§ ФРАГМЕНТ ДЛЯ ЧТЕНИЯ

От утверждения суверенного эстетического мира художника, от защиты чистого искусства как убежища от случайностей и абсурда мира он перешел к ревностной защите «ангажированной» литературы и политического действия ради изменения мира. Даже во внешней стороне своей жизни Сартр был подчеркнуто антибуржуазен. Будучи лицейским преподавателем, он принципиально не носил галстук, считая его атрибутом буржуазного этикета.

Во времена оккупации Сартр организует подпольную группу под названием «Социализм и свобода». В годы войны во Вьетнаме и Корее он принимает самое живое участие в антивоенных выступлениях, а также в демонстрациях рабочих, служащих и студентов, боровшихся за свои права. Вместе с другими продает на улицах левую литературу. После образования Всемирного Совета Мира он входит в состав его Бюро.

Когда в 1965 г. Сартра пригласили в США для чтения лекций в Корнуэльском университете, он отказался приехать, выступив с заявлением «Почему я не еду в Соединенные Штаты». В нем он говорит: «Дискуссия возможна только с теми, кто готов поставить под вопрос всю американскую империалистическую политику не только во Вьетнаме, но и в Южной Америке, в Корее и во всех странах, образующих «третий мир». Более того, дискуссия возможна только с теми американцами, кто признает, что американская политика не может быть изменена, если полностью не изменить американское общество. Теперь же только немногие, даже в американском левом движении, готовы идти так далеко»[2].

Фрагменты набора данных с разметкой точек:
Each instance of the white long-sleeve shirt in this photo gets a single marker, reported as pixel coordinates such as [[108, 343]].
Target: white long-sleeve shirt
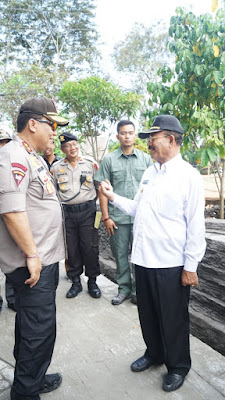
[[169, 225]]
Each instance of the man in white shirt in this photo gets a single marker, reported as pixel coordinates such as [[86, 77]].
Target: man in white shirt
[[169, 241]]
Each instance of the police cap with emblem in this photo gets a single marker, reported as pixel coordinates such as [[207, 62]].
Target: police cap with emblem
[[4, 135], [163, 123], [45, 107], [67, 137]]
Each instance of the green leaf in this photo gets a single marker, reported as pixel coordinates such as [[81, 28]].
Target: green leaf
[[222, 151], [204, 158], [212, 153]]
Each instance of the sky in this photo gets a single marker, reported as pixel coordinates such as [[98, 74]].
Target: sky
[[115, 18]]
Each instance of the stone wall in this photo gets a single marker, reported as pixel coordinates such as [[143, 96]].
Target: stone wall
[[207, 303]]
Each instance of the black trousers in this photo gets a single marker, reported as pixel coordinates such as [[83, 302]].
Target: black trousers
[[9, 293], [82, 243], [164, 317], [35, 328]]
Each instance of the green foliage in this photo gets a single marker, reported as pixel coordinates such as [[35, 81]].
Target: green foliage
[[47, 32], [139, 144], [96, 105], [194, 90]]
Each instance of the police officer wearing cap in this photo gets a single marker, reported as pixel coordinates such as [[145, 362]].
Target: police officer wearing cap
[[29, 256], [5, 137], [74, 179], [169, 241]]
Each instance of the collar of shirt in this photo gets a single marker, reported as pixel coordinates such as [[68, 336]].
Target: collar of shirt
[[169, 165], [120, 153]]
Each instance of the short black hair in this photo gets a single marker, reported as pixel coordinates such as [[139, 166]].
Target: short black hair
[[178, 137], [23, 119], [124, 122]]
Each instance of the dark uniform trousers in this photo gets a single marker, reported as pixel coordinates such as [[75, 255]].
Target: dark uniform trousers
[[163, 312], [35, 328], [82, 240]]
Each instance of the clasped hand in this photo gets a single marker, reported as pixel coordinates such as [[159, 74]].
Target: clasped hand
[[106, 189]]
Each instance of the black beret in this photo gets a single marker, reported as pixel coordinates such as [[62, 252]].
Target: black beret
[[163, 123], [67, 137]]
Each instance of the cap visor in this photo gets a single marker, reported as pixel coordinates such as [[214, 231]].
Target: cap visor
[[56, 118], [145, 135]]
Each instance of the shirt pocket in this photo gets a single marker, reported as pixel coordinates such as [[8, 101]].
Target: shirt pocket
[[138, 173], [118, 175], [88, 184], [63, 183]]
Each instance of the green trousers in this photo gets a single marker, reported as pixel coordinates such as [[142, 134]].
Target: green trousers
[[120, 243]]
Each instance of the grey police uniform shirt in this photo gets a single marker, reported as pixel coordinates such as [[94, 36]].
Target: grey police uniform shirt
[[67, 180], [26, 186], [124, 173]]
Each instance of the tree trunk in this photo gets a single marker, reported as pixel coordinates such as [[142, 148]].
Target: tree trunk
[[222, 190]]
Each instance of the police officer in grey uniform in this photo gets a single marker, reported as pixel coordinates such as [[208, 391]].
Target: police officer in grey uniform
[[5, 137], [74, 179], [29, 256]]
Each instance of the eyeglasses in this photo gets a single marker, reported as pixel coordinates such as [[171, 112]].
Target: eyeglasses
[[51, 123], [151, 138], [70, 145]]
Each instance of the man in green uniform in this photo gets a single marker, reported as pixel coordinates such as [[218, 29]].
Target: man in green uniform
[[74, 179], [124, 169]]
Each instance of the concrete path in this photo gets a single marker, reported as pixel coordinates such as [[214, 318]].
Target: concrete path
[[96, 343]]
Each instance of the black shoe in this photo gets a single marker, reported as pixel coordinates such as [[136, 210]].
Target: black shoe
[[52, 382], [93, 288], [119, 299], [172, 382], [75, 288], [133, 299], [142, 364], [12, 306], [15, 396]]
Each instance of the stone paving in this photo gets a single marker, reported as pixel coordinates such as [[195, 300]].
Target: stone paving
[[96, 343]]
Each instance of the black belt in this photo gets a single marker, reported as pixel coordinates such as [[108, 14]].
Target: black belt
[[78, 207]]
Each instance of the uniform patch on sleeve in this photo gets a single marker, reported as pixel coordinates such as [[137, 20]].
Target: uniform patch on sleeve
[[27, 146], [18, 176]]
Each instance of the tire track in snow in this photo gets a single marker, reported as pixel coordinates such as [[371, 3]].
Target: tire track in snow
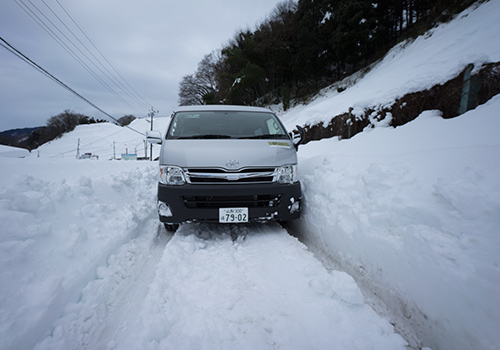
[[251, 287]]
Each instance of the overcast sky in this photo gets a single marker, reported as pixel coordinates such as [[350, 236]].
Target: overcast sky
[[152, 44]]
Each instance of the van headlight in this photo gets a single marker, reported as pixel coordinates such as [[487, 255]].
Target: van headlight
[[172, 175], [286, 174]]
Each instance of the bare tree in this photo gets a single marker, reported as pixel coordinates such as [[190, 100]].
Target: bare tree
[[201, 87]]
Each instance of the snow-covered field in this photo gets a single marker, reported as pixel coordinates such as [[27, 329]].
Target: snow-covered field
[[406, 222]]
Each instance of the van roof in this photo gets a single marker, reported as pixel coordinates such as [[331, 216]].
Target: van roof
[[224, 108]]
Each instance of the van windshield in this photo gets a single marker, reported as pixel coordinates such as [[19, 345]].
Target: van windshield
[[225, 125]]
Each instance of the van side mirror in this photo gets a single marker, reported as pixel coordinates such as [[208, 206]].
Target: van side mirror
[[298, 139], [154, 137]]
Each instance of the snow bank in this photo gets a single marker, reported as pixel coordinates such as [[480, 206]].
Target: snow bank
[[13, 152], [225, 287], [413, 213], [55, 233]]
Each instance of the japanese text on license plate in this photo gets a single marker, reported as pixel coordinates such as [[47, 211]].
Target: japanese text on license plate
[[229, 215]]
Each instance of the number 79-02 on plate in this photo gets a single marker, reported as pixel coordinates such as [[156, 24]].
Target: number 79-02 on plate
[[230, 215]]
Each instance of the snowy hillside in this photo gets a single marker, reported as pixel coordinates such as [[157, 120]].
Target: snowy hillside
[[405, 220]]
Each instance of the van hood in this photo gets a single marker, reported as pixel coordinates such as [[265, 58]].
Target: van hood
[[231, 154]]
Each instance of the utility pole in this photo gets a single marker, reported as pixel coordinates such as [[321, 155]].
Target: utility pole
[[78, 150], [152, 113]]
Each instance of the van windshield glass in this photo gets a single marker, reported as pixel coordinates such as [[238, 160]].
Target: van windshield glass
[[225, 125]]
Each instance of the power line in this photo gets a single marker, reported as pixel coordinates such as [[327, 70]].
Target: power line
[[47, 28], [102, 72], [145, 103], [26, 59]]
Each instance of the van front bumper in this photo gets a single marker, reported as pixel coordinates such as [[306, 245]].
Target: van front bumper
[[201, 203]]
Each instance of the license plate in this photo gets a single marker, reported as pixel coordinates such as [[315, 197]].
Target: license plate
[[229, 215]]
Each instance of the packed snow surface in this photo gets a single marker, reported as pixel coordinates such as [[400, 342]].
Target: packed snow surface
[[406, 221]]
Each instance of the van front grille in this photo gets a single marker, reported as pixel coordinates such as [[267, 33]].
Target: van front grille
[[217, 175]]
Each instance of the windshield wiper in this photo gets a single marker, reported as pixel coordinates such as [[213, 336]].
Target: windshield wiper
[[265, 136], [208, 136]]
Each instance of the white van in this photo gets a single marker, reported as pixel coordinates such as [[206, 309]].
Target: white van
[[226, 164]]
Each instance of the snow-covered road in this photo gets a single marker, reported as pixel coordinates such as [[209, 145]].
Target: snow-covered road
[[219, 287]]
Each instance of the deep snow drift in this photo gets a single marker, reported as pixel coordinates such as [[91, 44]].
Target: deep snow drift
[[412, 214]]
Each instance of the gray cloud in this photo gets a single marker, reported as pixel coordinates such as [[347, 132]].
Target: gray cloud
[[151, 43]]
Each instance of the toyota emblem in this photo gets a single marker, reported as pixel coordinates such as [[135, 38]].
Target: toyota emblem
[[232, 164]]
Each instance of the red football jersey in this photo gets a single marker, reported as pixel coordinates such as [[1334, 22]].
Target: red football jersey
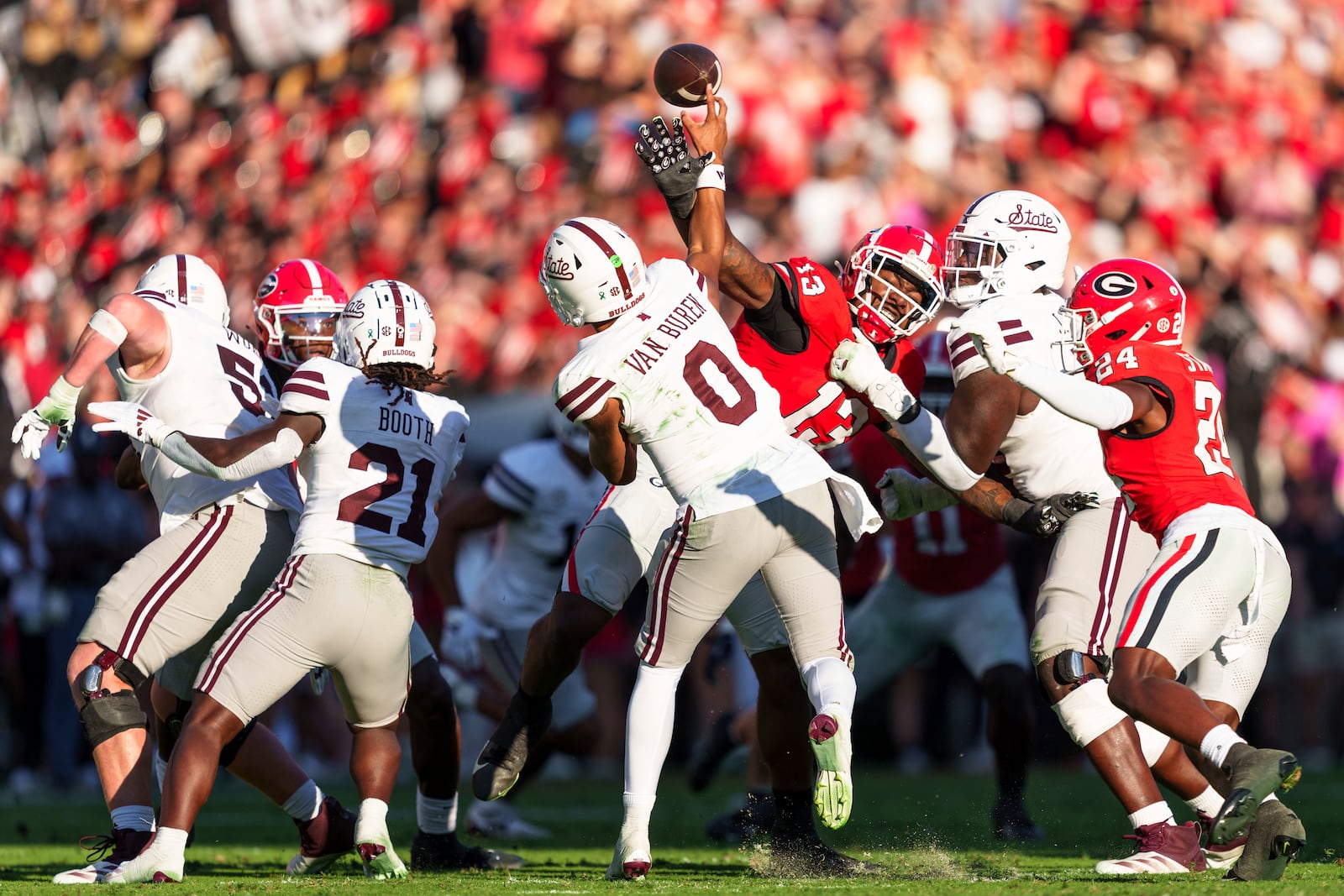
[[948, 551], [819, 409], [1186, 464]]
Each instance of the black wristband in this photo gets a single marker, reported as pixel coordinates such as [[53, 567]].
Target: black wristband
[[1015, 510]]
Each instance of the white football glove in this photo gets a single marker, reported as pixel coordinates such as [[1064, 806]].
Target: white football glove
[[990, 342], [57, 409], [461, 641], [905, 495], [857, 363], [134, 419]]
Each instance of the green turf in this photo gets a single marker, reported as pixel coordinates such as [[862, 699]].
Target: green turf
[[929, 833]]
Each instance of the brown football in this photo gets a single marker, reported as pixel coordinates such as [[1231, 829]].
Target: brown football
[[682, 73]]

§ ПИСЬМЕННОЕ ЗАДАНИЕ A
Выпишите из текста о Сартре все упомянутые в нем страны и континенты, называя каждый один раз.
§ ПИСЬМЕННОЕ ЗАДАНИЕ B
Допишите следующую часть текста о Сартре после его последнего предложения.
Записи представляют собой отдельный материал.

§ РЕЗУЛЬТАТ ВЫПОЛНЕНИЯ A
Вьетнам, Корея, США (Соединенные Штаты), Южная Америка.

§ РЕЗУЛЬТАТ ВЫПОЛНЕНИЯ B
Требование Сартра предоставить независимость Алжиру вызвало озлобленную реакцию ультраправых «оасовцев». Они призывали ни больше ни меньше как расстрелять Сартра. В его дом была брошена бомба.

Французский философ неоднократно посещал Советский Союз, но был достаточно критически настроен по отношению к его политике. Так, во время ввода войск в Венгрию в 1956 г. он поместил в основанном им вместе с Мерло-Понти и Симоной де Бовуар журнал «Les temps modernes» («Новые времена») большую статью «Призрак Сталина». Однако, осуждая вторжение войск и французскую компартию за подчинение Москве, Сартр считает, что справедливые требования относительно свободы слова, мысли, собраний и т. д., выдвинутые в Будапеште, основывались не на марксизме, а на опасной тенденции к анархизму[3]. Он выступил и против ввода войск пяти стран во главе с СССР в 1968 г. в Чехословакию, считая, что это играет на руку буржуазии[4].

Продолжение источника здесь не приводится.